=== TEXTAUSZUG ===
Die Klage hat keinen Erfolg.

Der angefochtene Bescheid der Beklagten vom 29. März 2021 ist rechtmäßig und verletzt den Kläger nicht in seinen Rechten, § 113 Abs. 1 Satz 1 VwGO. Die dagegen erhobene zulässige Anfechtungsklage ist unbegründet (1.). Zudem hat der Kläger keinen Anspruch auf Erteilung einer Aufenthaltserlaubnis gem. § 31 AufenthG, sodass die insoweit zulässige Verpflichtungsklage ebenfalls unbegründet ist, § 113 Abs. 5 VwGO (2.).

Maßgeblicher Zeitpunkt für die Beurteilung der Sach- und Rechtslage ist der Zeitpunkt der letzten mündlichen Verhandlung (vgl. BVerwG, Urteil vom 9.5.2019 - BVerwG 1 C 21.18 -, juris Rn. 11; BVerwG, Urteil vom 22.2.2017 - BVerwG 1 C 3.16 -, juris Rn. 18; Urteil vom 10.7.2012 - BVerwG 1 C 19.11 -, juris Rn. 12).
===
• _SCHRIFTLICHE ANWEISUNG A_
Ziehe aus den Zeilen unten jede heraus, die das Wort "maroon" enthält. Groß- und Kleinschreibung ist dabei zu beachten.
=== ANGEZEIGTE DATEN ===
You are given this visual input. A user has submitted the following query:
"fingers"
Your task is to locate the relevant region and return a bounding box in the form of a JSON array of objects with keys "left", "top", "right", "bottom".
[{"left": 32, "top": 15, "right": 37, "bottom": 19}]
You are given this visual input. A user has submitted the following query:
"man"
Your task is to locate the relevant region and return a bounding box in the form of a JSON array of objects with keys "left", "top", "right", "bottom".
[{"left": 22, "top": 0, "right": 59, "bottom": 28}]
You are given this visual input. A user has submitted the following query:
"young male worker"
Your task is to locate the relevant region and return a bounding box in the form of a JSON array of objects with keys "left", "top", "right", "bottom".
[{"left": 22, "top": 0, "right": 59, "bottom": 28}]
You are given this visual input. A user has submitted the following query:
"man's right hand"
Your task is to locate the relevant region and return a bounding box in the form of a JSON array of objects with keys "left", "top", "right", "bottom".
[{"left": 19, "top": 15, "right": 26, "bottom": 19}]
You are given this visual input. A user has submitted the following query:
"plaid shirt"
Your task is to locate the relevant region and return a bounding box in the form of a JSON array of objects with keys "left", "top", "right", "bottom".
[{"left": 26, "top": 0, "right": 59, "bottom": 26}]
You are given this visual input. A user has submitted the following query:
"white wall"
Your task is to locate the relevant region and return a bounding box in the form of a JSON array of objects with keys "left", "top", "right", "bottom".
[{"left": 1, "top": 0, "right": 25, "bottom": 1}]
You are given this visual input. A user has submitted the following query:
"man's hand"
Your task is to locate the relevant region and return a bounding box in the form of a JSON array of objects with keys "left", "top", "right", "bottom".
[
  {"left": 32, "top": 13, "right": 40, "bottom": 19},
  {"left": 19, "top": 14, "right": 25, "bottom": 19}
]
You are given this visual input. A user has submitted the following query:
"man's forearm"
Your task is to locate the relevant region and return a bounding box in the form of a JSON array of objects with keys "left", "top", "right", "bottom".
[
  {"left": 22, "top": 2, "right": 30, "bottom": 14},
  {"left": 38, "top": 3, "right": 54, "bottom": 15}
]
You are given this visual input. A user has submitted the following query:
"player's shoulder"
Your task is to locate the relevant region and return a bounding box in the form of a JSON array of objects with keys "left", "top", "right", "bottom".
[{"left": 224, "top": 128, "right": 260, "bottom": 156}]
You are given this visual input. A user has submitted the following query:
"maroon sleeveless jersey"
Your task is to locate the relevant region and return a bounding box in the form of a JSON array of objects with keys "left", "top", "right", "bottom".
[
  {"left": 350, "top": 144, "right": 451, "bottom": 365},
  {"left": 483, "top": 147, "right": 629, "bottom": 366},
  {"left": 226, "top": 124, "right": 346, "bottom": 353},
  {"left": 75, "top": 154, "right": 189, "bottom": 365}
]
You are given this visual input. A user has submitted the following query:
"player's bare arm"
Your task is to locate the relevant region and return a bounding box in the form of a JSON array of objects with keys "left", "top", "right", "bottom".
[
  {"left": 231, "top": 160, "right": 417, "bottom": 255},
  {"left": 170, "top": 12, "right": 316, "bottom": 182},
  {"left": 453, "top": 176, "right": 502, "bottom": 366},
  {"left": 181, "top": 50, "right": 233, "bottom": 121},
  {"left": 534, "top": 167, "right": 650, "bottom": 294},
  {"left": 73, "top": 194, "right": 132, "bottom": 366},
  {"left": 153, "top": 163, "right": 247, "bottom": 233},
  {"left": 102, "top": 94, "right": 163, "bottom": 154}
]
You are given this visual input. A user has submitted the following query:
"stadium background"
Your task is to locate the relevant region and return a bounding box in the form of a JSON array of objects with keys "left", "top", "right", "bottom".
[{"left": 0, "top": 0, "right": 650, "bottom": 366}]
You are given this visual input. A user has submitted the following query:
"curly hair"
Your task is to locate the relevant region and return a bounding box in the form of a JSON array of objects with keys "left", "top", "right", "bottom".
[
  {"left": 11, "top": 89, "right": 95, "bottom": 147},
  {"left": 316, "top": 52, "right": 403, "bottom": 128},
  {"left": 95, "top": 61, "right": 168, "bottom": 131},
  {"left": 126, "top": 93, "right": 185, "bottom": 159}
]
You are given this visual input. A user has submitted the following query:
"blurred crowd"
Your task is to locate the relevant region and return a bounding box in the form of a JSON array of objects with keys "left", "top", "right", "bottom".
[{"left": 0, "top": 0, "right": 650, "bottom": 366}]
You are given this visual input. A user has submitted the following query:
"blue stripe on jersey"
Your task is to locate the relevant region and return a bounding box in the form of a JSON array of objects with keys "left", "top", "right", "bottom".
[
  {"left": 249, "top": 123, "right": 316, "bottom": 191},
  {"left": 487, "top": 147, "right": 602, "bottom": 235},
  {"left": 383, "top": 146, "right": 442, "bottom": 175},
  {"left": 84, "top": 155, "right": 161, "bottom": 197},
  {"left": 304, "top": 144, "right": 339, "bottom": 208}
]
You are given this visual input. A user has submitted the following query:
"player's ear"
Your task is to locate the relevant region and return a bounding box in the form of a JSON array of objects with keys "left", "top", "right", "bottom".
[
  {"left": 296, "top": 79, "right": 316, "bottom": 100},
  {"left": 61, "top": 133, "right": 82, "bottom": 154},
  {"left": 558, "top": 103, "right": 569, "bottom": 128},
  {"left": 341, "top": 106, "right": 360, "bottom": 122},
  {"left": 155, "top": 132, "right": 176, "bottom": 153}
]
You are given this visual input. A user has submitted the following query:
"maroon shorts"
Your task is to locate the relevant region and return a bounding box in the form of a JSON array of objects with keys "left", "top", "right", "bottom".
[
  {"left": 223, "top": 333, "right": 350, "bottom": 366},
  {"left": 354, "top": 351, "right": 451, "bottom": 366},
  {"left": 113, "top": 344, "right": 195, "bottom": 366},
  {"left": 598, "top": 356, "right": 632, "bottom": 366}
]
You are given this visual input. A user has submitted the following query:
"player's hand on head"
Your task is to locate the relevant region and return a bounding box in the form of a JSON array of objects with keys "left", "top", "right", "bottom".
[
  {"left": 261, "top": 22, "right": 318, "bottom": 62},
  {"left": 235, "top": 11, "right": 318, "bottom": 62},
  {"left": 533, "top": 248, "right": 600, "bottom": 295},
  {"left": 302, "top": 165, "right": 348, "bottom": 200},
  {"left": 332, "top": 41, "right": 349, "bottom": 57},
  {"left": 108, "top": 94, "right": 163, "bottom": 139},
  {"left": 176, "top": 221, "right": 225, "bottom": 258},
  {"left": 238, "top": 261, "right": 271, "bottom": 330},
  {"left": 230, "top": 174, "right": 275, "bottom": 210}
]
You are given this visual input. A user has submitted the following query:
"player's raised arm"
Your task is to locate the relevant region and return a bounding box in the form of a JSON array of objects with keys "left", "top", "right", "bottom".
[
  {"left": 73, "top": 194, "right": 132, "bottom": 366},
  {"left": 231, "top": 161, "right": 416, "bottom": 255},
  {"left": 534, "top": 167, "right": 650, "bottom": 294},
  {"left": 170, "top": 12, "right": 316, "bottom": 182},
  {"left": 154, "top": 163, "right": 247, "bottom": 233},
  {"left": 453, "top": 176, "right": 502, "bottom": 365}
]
===
• _SCHRIFTLICHE ANWEISUNG B_
Welcher Zeitpunkt ist laut dem Textauszug für die Beurteilung der Sach- und Rechtslage maßgeblich?

• _RICHTIGES ERGEBNIS A_
"maroon sleeveless jersey"
"maroon shorts"

• _RICHTIGES ERGEBNIS B_
Der Zeitpunkt der letzten mündlichen Verhandlung.